* _THE PROBLEM_: Copy out, character for character, the stretch of lines below from the one containing "the red metal" through the final line, including both ends.

* _RECORDS FOR THE EXERCISE_:

• • • • • • •

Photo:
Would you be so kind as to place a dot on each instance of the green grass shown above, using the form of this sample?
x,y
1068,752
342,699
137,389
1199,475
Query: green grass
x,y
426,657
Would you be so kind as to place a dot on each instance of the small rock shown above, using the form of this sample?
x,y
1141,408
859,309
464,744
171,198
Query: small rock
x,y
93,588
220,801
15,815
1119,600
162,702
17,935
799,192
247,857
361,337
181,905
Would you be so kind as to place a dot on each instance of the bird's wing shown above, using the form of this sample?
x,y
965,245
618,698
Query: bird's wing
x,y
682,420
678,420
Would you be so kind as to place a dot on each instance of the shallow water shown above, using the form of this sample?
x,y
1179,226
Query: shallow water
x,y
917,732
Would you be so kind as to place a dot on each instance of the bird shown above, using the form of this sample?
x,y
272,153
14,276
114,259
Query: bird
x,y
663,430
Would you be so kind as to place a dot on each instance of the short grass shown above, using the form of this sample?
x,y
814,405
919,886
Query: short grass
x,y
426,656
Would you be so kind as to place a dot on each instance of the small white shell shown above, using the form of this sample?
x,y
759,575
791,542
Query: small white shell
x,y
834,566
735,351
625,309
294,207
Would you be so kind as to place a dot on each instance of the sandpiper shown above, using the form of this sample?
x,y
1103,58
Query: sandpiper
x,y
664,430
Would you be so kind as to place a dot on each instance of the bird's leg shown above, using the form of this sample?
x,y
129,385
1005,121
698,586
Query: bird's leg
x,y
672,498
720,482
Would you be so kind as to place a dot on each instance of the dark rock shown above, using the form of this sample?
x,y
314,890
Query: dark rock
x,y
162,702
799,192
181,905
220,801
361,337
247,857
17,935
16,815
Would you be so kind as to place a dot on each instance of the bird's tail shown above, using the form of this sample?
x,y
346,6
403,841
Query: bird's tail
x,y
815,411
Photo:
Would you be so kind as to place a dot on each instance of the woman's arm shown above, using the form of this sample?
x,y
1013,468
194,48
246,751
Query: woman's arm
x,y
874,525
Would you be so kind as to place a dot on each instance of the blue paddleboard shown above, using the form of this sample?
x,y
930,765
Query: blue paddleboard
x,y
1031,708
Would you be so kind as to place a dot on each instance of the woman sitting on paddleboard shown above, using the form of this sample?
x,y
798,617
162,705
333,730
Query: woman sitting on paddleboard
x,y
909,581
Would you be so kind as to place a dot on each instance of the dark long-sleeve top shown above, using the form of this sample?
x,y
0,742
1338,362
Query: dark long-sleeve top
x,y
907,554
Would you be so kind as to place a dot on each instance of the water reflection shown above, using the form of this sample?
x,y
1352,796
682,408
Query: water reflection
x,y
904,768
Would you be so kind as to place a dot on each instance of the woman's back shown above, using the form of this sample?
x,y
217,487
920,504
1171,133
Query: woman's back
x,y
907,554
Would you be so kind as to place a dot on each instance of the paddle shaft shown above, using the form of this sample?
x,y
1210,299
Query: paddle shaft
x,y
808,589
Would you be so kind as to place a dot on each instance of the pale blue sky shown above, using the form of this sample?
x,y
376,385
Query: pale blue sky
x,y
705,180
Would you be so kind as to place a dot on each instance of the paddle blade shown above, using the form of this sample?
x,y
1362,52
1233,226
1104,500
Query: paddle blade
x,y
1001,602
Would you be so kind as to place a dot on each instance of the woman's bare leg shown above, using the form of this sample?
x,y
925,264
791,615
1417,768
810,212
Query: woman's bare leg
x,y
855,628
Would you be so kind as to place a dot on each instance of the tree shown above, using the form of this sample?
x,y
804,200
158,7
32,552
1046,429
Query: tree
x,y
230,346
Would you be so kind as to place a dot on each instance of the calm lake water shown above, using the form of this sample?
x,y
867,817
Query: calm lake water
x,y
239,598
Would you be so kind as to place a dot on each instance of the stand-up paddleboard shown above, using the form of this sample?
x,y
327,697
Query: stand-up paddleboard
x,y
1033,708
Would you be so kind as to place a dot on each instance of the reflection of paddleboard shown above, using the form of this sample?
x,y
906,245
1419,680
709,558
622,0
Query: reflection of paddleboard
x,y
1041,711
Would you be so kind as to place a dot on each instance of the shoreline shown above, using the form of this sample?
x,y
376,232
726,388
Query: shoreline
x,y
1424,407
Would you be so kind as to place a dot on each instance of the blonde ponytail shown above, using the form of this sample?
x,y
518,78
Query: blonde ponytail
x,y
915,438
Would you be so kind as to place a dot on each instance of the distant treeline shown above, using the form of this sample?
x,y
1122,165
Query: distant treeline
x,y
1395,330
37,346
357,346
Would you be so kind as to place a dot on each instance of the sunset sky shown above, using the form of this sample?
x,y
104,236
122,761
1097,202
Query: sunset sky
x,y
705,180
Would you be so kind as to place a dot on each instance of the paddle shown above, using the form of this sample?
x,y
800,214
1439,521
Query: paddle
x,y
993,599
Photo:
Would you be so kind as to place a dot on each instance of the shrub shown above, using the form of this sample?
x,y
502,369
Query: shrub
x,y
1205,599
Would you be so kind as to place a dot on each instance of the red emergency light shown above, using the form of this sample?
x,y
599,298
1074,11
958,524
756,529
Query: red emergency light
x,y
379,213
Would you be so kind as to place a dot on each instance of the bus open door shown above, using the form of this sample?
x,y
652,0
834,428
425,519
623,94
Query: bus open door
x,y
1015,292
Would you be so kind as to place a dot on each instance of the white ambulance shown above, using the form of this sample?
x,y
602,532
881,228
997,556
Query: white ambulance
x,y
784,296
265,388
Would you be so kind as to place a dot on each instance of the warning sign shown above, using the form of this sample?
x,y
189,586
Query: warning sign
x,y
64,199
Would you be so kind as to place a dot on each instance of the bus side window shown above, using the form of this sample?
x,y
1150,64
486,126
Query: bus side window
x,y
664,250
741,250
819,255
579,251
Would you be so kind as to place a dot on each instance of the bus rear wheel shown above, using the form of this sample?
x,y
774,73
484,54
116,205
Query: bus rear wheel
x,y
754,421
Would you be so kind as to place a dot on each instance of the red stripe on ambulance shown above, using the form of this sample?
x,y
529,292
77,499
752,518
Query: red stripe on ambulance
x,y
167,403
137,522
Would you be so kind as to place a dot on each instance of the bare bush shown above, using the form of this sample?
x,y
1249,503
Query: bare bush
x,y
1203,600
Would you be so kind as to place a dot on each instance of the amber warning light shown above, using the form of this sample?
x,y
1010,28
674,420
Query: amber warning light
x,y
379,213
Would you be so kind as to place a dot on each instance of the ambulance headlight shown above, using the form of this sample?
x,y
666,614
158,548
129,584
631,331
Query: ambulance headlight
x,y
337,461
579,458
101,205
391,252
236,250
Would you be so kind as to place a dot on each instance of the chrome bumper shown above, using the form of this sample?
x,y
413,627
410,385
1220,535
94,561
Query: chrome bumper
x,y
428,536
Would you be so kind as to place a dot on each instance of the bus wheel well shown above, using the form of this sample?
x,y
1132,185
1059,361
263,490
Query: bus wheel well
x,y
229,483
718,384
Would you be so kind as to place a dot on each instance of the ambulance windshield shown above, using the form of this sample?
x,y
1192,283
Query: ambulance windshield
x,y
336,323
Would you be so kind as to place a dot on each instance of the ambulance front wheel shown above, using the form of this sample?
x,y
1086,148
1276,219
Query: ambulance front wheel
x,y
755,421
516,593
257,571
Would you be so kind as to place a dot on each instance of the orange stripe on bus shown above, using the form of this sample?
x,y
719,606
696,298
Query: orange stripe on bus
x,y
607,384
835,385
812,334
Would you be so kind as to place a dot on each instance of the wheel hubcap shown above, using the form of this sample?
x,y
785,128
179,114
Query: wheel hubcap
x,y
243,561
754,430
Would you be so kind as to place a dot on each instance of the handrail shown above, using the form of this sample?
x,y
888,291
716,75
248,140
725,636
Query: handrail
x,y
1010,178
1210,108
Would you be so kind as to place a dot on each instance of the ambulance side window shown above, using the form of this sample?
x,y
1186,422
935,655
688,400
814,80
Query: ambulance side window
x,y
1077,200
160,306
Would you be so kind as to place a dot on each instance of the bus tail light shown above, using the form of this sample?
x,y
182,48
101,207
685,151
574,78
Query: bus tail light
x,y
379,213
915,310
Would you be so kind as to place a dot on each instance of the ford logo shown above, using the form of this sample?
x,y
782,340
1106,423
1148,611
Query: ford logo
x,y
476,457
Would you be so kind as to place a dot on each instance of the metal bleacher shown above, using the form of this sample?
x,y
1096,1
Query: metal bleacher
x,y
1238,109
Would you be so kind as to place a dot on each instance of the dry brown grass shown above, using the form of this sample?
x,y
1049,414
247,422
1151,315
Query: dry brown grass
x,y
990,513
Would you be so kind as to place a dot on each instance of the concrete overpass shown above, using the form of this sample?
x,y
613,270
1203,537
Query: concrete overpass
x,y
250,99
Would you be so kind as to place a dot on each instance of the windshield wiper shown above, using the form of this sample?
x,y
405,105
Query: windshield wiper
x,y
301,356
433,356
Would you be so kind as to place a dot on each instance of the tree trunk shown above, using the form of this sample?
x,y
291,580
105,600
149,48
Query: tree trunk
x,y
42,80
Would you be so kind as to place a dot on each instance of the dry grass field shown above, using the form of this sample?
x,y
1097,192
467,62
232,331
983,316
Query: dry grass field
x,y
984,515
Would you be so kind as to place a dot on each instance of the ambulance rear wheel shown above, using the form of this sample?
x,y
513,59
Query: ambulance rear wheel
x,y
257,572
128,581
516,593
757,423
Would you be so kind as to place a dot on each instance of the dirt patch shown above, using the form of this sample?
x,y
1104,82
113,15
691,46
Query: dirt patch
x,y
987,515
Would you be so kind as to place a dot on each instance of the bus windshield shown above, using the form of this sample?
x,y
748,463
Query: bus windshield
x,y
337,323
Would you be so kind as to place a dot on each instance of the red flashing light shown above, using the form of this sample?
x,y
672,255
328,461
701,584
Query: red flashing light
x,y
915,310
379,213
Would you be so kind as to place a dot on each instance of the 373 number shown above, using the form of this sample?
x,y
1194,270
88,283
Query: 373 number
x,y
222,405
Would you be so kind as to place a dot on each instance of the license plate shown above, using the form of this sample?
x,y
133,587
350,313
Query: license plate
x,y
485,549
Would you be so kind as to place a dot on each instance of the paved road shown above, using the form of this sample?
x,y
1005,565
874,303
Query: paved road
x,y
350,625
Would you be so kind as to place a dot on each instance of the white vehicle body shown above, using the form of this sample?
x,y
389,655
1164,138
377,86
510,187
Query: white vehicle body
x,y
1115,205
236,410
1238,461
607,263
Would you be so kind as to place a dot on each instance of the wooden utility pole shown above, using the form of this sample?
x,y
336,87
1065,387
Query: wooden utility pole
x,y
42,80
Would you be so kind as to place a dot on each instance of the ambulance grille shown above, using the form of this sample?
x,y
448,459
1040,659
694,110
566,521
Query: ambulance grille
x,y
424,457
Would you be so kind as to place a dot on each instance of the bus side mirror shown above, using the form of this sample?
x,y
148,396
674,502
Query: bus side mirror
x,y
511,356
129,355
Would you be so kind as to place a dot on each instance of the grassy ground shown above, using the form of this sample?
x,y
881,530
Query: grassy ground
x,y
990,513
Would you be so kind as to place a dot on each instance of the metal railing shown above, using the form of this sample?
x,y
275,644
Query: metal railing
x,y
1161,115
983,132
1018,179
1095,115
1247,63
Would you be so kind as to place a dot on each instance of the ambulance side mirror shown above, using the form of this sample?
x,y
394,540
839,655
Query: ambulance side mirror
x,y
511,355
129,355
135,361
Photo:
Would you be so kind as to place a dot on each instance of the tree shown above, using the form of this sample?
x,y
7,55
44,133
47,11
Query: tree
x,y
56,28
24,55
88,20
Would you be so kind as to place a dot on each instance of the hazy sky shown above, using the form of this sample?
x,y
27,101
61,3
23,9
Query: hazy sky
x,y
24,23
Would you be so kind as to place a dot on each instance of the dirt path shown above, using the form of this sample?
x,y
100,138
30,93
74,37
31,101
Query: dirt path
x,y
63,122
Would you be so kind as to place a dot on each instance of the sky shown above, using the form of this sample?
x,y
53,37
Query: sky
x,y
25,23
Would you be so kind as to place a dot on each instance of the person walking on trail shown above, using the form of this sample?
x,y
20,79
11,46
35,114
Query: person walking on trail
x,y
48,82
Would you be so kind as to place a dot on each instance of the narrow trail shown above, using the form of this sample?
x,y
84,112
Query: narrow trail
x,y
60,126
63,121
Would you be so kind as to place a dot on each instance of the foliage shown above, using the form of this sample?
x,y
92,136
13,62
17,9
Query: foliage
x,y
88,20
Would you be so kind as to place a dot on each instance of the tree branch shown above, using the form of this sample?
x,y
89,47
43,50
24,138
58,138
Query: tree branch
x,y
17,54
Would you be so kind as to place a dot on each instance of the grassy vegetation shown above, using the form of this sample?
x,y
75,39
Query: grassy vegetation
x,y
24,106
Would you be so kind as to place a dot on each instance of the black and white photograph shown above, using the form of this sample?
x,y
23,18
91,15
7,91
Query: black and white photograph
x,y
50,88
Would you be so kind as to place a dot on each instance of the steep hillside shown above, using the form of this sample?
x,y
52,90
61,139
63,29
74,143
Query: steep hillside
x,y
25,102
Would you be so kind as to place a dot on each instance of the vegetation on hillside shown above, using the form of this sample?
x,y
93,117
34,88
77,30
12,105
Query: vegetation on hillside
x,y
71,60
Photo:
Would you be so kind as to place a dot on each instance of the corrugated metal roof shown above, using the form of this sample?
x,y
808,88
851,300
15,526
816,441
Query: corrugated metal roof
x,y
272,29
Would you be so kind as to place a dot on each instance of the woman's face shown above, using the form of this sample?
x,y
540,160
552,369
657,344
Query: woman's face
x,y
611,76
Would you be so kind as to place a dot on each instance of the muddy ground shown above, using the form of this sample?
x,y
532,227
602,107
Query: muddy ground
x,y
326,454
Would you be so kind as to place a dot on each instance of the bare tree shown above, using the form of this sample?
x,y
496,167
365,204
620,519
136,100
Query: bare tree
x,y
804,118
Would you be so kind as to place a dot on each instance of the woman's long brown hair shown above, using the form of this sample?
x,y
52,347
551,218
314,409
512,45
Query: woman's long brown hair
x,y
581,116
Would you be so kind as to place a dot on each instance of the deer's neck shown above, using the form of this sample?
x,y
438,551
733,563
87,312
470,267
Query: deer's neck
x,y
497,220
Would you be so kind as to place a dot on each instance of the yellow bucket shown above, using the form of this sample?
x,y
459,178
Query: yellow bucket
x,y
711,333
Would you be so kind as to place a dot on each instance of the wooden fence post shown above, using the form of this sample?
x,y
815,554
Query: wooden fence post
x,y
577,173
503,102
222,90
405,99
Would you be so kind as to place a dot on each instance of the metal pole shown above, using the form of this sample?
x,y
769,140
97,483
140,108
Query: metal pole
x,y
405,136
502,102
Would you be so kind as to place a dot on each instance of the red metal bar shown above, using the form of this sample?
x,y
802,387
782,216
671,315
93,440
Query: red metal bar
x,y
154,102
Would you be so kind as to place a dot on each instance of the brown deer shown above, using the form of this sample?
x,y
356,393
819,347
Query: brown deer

• • • • • • •

* _SOLUTION FOR THIS PROBLEM_:
Would you be so kind as to place a dot on each instance of the red metal bar shown above, using the form of this sample?
x,y
802,387
782,216
671,315
93,440
Query: red metal bar
x,y
154,102
Would you be so kind as to place a dot on each instance of the brown deer shown above, using the form of this sample?
x,y
356,393
819,347
Query: brown deer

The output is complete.